= Beginning of Section =

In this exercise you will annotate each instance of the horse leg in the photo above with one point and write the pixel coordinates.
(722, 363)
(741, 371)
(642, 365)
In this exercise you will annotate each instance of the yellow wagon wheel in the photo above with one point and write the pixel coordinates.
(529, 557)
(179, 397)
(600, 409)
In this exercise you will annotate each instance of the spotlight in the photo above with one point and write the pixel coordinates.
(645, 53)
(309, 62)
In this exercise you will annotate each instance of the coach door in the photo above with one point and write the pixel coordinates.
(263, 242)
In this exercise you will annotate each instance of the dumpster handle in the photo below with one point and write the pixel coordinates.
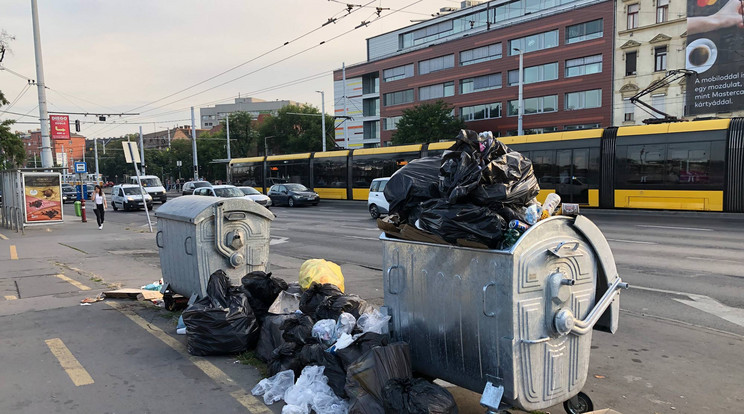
(485, 288)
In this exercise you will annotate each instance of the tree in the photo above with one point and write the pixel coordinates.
(429, 122)
(11, 145)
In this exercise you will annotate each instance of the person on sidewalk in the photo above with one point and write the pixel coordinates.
(100, 201)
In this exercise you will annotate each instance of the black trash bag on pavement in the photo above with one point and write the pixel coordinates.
(417, 396)
(315, 295)
(315, 354)
(412, 184)
(271, 336)
(360, 346)
(333, 306)
(287, 356)
(212, 329)
(462, 221)
(262, 291)
(298, 328)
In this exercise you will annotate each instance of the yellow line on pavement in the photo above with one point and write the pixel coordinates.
(245, 399)
(70, 364)
(73, 282)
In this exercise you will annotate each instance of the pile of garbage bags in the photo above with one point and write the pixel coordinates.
(480, 193)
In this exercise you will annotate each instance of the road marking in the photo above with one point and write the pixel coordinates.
(72, 282)
(631, 241)
(673, 228)
(70, 364)
(217, 375)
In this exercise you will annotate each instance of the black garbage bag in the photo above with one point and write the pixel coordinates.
(462, 221)
(380, 364)
(215, 330)
(271, 336)
(360, 346)
(333, 306)
(286, 356)
(262, 291)
(412, 184)
(315, 295)
(416, 396)
(315, 354)
(298, 328)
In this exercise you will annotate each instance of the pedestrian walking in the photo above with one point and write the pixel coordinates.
(100, 202)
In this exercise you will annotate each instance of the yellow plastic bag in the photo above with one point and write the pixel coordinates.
(320, 271)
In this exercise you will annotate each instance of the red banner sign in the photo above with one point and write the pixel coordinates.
(59, 126)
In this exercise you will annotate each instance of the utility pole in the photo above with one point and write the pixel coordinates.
(46, 150)
(322, 116)
(193, 145)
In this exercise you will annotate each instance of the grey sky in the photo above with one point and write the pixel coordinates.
(115, 56)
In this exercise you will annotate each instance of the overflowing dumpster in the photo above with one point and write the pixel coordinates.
(515, 325)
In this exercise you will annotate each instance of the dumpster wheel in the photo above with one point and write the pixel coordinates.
(581, 403)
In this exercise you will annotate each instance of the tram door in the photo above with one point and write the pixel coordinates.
(573, 168)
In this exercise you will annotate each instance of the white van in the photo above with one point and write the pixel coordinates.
(153, 186)
(376, 202)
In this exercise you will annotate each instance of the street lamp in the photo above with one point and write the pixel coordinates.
(521, 86)
(322, 117)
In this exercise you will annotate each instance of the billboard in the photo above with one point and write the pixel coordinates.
(59, 126)
(43, 197)
(715, 47)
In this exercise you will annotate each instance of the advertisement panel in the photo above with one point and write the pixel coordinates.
(715, 50)
(59, 126)
(43, 196)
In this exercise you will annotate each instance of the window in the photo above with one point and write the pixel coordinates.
(660, 58)
(390, 123)
(533, 74)
(584, 31)
(537, 105)
(629, 110)
(583, 99)
(584, 66)
(436, 64)
(400, 72)
(398, 98)
(440, 90)
(662, 11)
(532, 43)
(633, 10)
(480, 54)
(477, 112)
(480, 83)
(371, 107)
(630, 63)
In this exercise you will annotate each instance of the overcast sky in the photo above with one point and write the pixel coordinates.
(116, 56)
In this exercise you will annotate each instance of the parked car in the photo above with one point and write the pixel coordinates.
(128, 197)
(253, 194)
(292, 194)
(377, 204)
(188, 188)
(69, 193)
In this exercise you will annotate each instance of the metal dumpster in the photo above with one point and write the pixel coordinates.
(199, 235)
(514, 325)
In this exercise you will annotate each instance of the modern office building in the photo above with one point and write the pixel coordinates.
(470, 59)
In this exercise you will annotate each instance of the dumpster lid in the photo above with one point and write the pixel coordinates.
(194, 209)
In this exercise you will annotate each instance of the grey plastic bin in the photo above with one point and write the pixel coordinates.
(514, 325)
(189, 250)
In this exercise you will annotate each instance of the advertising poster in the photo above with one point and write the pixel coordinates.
(43, 195)
(59, 126)
(715, 50)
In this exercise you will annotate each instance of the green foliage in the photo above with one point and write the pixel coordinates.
(429, 122)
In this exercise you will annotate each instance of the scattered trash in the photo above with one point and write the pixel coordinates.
(321, 271)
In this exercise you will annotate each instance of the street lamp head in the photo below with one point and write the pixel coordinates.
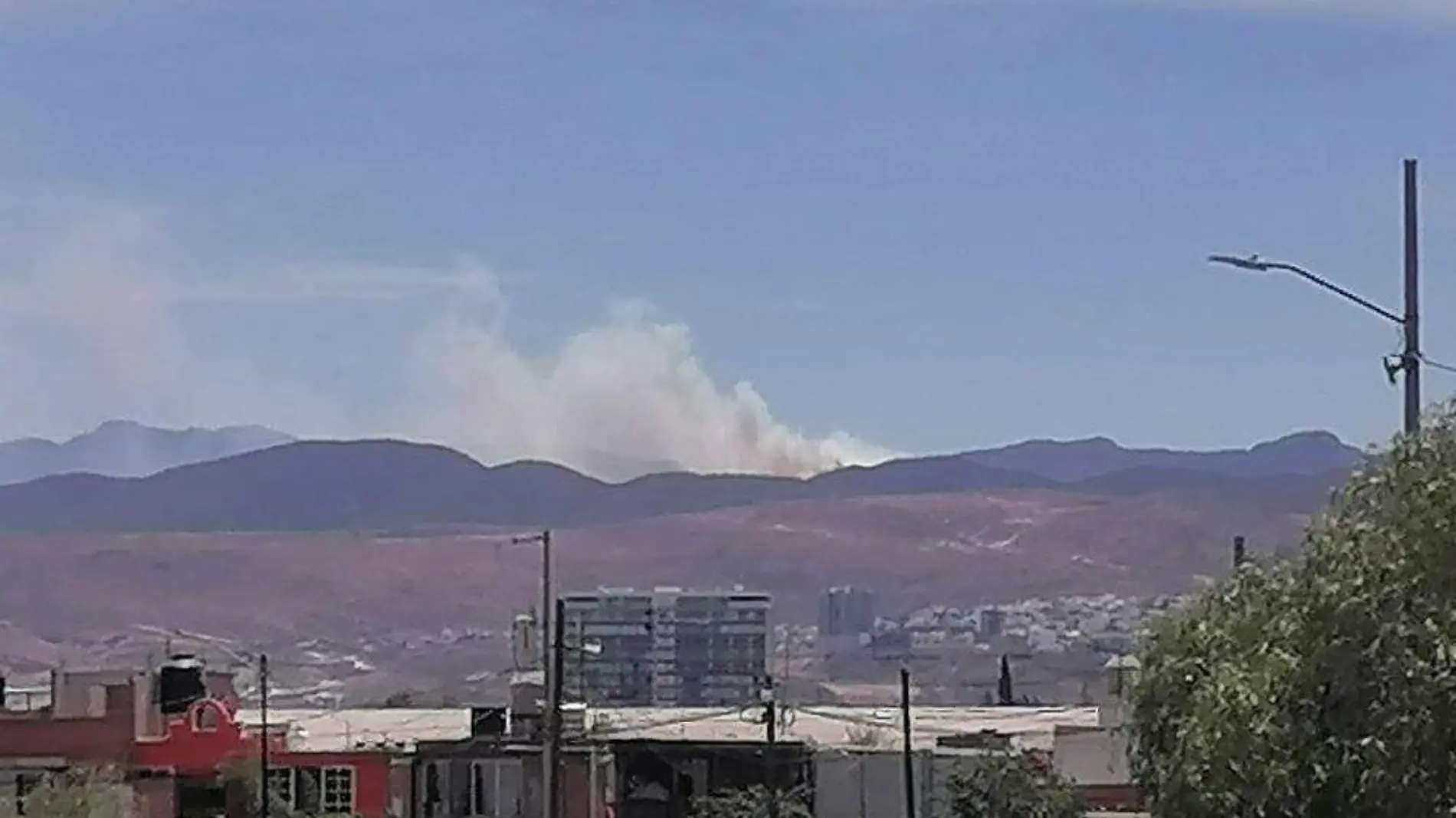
(1251, 262)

= End of Section =

Your task is to output the material word for word while leaving out every image.

In this exercise you will annotate each instance of the horse leg in the photo above with one point and write the pixel coordinates.
(722, 363)
(741, 371)
(642, 365)
In this exercise you will annotate each instance of the yellow wagon wheel in the photo above with one point and write the pixel coordinates.
(529, 557)
(179, 397)
(600, 409)
In this exercise you will annotate each instance of the spotlight in the photo above with one point and write the pixel coordinates.
(645, 53)
(309, 62)
In this exercise you will annotate each instance of the coach door in the photo above with one point and write the pixel coordinates.
(263, 242)
In this exercise you will annotate each instance of the dumpster handle in the photo below with one point and write the pixel coordinates.
(485, 288)
In this exercise you will annotate each instance of the tree in the photo above with one point and write the pixel coordinates.
(429, 122)
(11, 145)
In this exercise you will annotate each instance of the person on sidewalk in the photo above with one point and write the pixel coordinates.
(100, 201)
In this exercise you will annotate each instance of the black trash bag on pavement in the photo above with one point and write the pixel coordinates.
(417, 396)
(315, 295)
(315, 354)
(412, 184)
(271, 336)
(360, 346)
(333, 306)
(287, 356)
(212, 329)
(462, 221)
(262, 291)
(298, 328)
In this exercise you will annotate each instance of the yellow line on pavement in the photo above with one point and write the pixel coordinates.
(245, 399)
(70, 364)
(73, 282)
In this exercise you will annotate each instance of the pile of garbage bags in the photo above with one point and write the pixel coordinates.
(480, 193)
In this exercise you will annotate each instance of the road marking in the photo above with one point and write the pixel coordinates.
(72, 282)
(631, 241)
(673, 228)
(70, 364)
(217, 375)
In this exercise you will annotate each instance of the black garbage bag in the photo above with one point and write the pixel coordinates.
(462, 221)
(380, 364)
(215, 330)
(271, 336)
(360, 346)
(333, 306)
(286, 356)
(262, 291)
(412, 184)
(315, 295)
(416, 396)
(315, 354)
(298, 328)
In this exercise you will annotate each instance of the pedestrian walking in the photo above with one point and write the pixel coordinates.
(100, 202)
In this exercise you will annotate each instance of the yellow plastic bag in the photo above with one point and write the pixel coordinates.
(320, 271)
In this exercise you will annotate each instance of the red banner sign in the photo above with one point and write the pixel coordinates.
(59, 126)
In this exercise you will annotate each instance of the utility pole in the photo above with one point and write the pixel coordinates.
(46, 150)
(322, 116)
(193, 145)
In this exercise you will annotate each instance of the grey sky in the photo above with one point and write the pixel coordinates.
(115, 56)
In this exercise you will annotate each instance of the overflowing dumpster in the photo above with one point and write the pixel coordinates.
(515, 325)
In this exercise you will annotate each instance of the dumpster wheel in the photo above with one point and write the pixel coordinates.
(581, 403)
In this exercise you will annotate each instance of the tram door in the photo above with one point and write the pixel coordinates.
(573, 168)
In this exercise you will annotate each instance of the white van in the photo above with one point and write the pixel coordinates.
(153, 186)
(376, 202)
In this exercise you will annotate each instance of the street lamp in the photo above with one point and write the pixel coordinates.
(521, 86)
(322, 117)
In this exercise you will annotate each instance of the billboard in the photo above with one point and write the pixel coordinates.
(59, 126)
(43, 197)
(715, 47)
In this exercise you will annotate each instance of the advertisement panel in the photo above with one point and write the pixel coordinates.
(715, 50)
(59, 126)
(43, 196)
In this exercise you will annotate each instance of the window in the photo above with one point and write the pixel coordinates.
(660, 58)
(390, 123)
(533, 74)
(584, 31)
(537, 105)
(629, 110)
(583, 99)
(584, 66)
(436, 64)
(400, 72)
(398, 98)
(440, 90)
(662, 11)
(532, 43)
(633, 10)
(480, 54)
(477, 112)
(480, 83)
(371, 107)
(630, 63)
In this exercise you will annotate each instance of the overcast sky in the photo above with one point and write the pixel coordinates.
(116, 56)
In this exercise you will annotate each instance of the parked car in the photo above with one point and write the pixel coordinates.
(128, 197)
(253, 194)
(292, 194)
(377, 204)
(188, 188)
(69, 193)
In this exercise you will annotate each instance of the metal dumpster in the photo above with one point and write the pixel coordinates.
(199, 235)
(514, 325)
In this exercise you will annotate each instance of the modern office building in the photo above with one point and write the pixel coordinates.
(470, 59)
In this exercise you will annotate each instance of the dumpster lid in the photo above with one point and write the pixel coordinates.
(194, 209)
In this exercise you will annotate each instance of the grey plastic bin in the photo above with one point and write the pixel coordinates.
(514, 325)
(189, 250)
In this exercise you will annotate each instance of the advertising poster in the photo above with one point and write the pixel coordinates.
(43, 195)
(59, 126)
(715, 50)
In this exercise you will annotate each instance of the green foliage in the photo above with one point and write the pixel coordinates.
(429, 122)
In this exercise you will annotate each instance of the scattered trash in the photo above with one point and write the pixel coordinates.
(321, 271)
In this exercise you will annotate each instance of the street lamp head in the photo below with one point and write the pixel coordinates.
(1251, 262)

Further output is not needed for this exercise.